- REQUIRED ACTION
No pictures are to be included when the entries below are reproduced exactly.

- WORKING DATA
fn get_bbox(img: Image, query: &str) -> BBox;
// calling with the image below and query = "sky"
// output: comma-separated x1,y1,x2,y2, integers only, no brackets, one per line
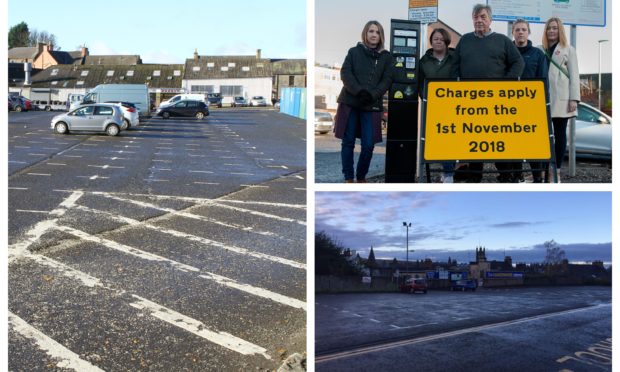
315,192,612,265
7,0,307,63
316,0,612,74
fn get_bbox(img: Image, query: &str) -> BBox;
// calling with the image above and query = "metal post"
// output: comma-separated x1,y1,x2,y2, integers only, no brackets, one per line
403,222,411,273
568,25,577,177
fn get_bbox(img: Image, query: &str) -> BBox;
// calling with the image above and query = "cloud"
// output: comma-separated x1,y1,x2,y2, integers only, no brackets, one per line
489,221,538,228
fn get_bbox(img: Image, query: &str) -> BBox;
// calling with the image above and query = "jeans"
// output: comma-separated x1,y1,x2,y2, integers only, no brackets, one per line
341,109,374,181
552,117,569,168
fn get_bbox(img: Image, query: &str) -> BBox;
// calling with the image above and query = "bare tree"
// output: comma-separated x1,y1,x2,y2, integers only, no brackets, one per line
543,240,566,265
28,29,57,49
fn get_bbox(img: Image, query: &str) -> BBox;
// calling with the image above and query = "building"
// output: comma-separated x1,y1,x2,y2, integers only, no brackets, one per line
271,59,307,103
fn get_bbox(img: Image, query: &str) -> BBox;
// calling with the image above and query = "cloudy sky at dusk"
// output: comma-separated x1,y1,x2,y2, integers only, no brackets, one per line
315,192,611,264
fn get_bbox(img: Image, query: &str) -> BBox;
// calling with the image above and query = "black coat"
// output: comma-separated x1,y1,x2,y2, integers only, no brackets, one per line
337,43,393,111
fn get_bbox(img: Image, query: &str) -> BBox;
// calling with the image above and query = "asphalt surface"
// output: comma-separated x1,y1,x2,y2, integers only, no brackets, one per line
8,108,307,371
315,286,611,372
315,132,611,183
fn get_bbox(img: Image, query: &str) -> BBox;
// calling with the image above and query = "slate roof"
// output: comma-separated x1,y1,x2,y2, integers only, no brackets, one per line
51,50,83,65
271,59,307,75
30,64,185,89
8,46,39,60
83,55,142,65
184,55,273,80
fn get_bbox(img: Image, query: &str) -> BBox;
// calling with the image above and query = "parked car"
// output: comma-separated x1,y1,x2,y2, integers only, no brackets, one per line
249,96,267,107
451,279,477,292
8,97,13,111
156,100,209,119
314,111,334,134
400,278,428,294
232,96,248,107
51,103,124,136
105,101,140,129
159,94,206,109
9,96,31,112
207,93,222,108
569,102,612,160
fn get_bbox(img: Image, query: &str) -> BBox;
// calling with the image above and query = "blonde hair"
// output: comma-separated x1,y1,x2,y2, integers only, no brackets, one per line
361,20,385,51
543,17,568,49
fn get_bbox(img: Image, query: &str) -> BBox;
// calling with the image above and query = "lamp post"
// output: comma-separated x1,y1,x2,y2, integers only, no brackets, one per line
403,222,411,273
598,40,609,111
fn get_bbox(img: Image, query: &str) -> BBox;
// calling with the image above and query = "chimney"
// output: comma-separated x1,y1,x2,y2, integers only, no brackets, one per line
194,49,199,62
81,46,89,58
256,49,261,59
24,62,32,85
37,42,45,55
47,43,53,52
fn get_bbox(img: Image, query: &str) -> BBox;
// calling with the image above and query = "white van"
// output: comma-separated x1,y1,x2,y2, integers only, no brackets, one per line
68,93,85,111
159,94,206,109
80,84,150,116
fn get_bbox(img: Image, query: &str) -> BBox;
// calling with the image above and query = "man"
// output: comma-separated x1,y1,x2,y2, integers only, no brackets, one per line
452,4,525,182
512,18,548,183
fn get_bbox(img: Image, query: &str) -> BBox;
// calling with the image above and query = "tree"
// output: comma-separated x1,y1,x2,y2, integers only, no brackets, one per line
315,231,360,276
8,22,30,49
28,29,57,48
543,240,566,265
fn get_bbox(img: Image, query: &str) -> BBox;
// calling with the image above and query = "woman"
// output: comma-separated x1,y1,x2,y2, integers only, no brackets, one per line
334,20,393,183
418,28,456,183
541,17,580,182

- ANSWER TO THE EXERCISE
fn get_bbox(img: Image, query: &str) -> BBox;
// calling with the image below and query = "sky"
// output: comma-separated x1,y1,x2,y2, integers only, no brackets, one per line
315,192,612,265
7,0,307,63
316,0,612,74
fn get_bbox(img: Image, query: &str) -> BBox;
// calling with the image above and query = "metal post"
// output: comma-separated x1,y1,x2,y2, integers only, no brackets, one per line
403,222,411,273
568,25,577,177
fn get_bbox(img: Image, query: &str) -> BBox;
// calling with the image above and query = "cloud"
// output: comma-separated x1,y1,x2,y2, integers only, no brackets, one per line
489,221,538,228
fn get_bbox(img: Image, query: &str) -> BBox;
// calling with the image above and query = "jeans"
// output: comma-separated x1,y1,x2,y2, integers only, no brackets, one per line
341,109,374,181
552,117,569,168
fn get_bbox(img: Image, query: &str) -> BBox;
// calling with the image above and query = "bare tree"
// output: comma-separated x1,y1,x2,y2, integers only, no brackets, one per line
543,240,566,265
28,29,57,49
fn get_bbox(img: Image, query: &str) -> BBox;
// calling with the image above and query = "building"
// output: comma-separated x1,y1,x2,y2, integers only, no brackets, one per line
271,59,307,103
fn get_bbox(img: Image, query: &str) -> BBox;
// calling with the image above and query = "cloudy sky at dusk"
// output: comma-separated x1,y1,x2,y2, integers only, no brackets, one per line
315,192,611,264
fn get_bbox(img: Image, query: &str) -> BBox;
// calling with the image above and query = "black coat"
// output: comma-separated x1,y1,x2,y2, integers only, no brackets, one per line
337,43,393,111
fn get_bbox(img: Image, query: &str) -> BBox;
// calling with the image above and query = "asphalt surface"
// output: comma-separated x1,y1,x2,y2, integers only, no brackets, one per line
8,108,307,371
315,286,611,372
315,132,611,183
fn get_bbox(img: Image, query: &str) -> BBox;
// calling with the image above and query = "slate roof"
// output: comma-separated x1,y1,x2,y2, integers only, no brackets, one per line
51,50,83,65
271,59,307,75
30,64,185,89
8,46,39,60
83,55,142,65
184,55,273,80
fn get_bbox(img: Image, query: &str) -> BBox;
// calling with the image above and query = "parked car"
// output: comma-separated x1,y1,x2,y2, integers only, no brackets, one per line
249,96,267,107
451,279,477,292
8,97,13,111
156,100,209,119
314,111,334,134
400,278,428,294
232,96,248,107
51,103,124,136
105,101,140,129
159,94,206,109
9,96,31,112
207,93,222,108
569,102,612,160
fn get_bbox(img: Image, query: &str) -> BBox;
// calling with the image above and query = "blonde hair"
// output: comma-separated x1,y1,x2,y2, integers only, no brackets, one per line
361,20,385,51
543,17,568,49
fn get_bbox(img: Image, query: &str) -> BBox;
// calling with the image above and query = "lamp post"
// output: comma-separated x1,y1,x2,y2, integers only, no brackets, one per line
403,222,411,273
598,40,609,111
fn get_bbox(img: Image, query: &str) -> BBox;
// calling with the image above and query = "chimney"
// output: comma-separated x1,y1,x2,y2, integers only, no brackets, one per line
194,49,199,62
81,46,89,58
256,49,261,59
24,62,32,85
37,42,45,55
47,43,53,52
fn get_bbox(img: Image, query: &str) -> BBox;
// calling with the image above and query = "white van"
// output: comma-separated x1,y1,x2,y2, integers only, no brackets, one per line
68,93,85,111
159,94,206,109
80,84,150,116
fn get_bbox(img: Image, query: &str) -> BBox;
// calling with the image above and query = "man"
// output: comma-separated x1,y1,x2,y2, integers only, no brackets, one per line
452,4,525,182
512,18,548,183
fn get_bbox(img: Image, query: &str) -> BBox;
// calling with the image above and query = "tree"
// output: comma-separated x1,y1,x2,y2, integers only, no brackets, one per line
315,231,360,276
8,22,30,49
28,29,57,48
543,240,566,265
fn get_bbox(img: Image, query: &str) -> BBox;
// calling with the image above and query = "woman"
// output: comma-separated x1,y1,x2,y2, integers only, no brackets, one per line
334,20,393,183
418,28,456,183
541,17,580,182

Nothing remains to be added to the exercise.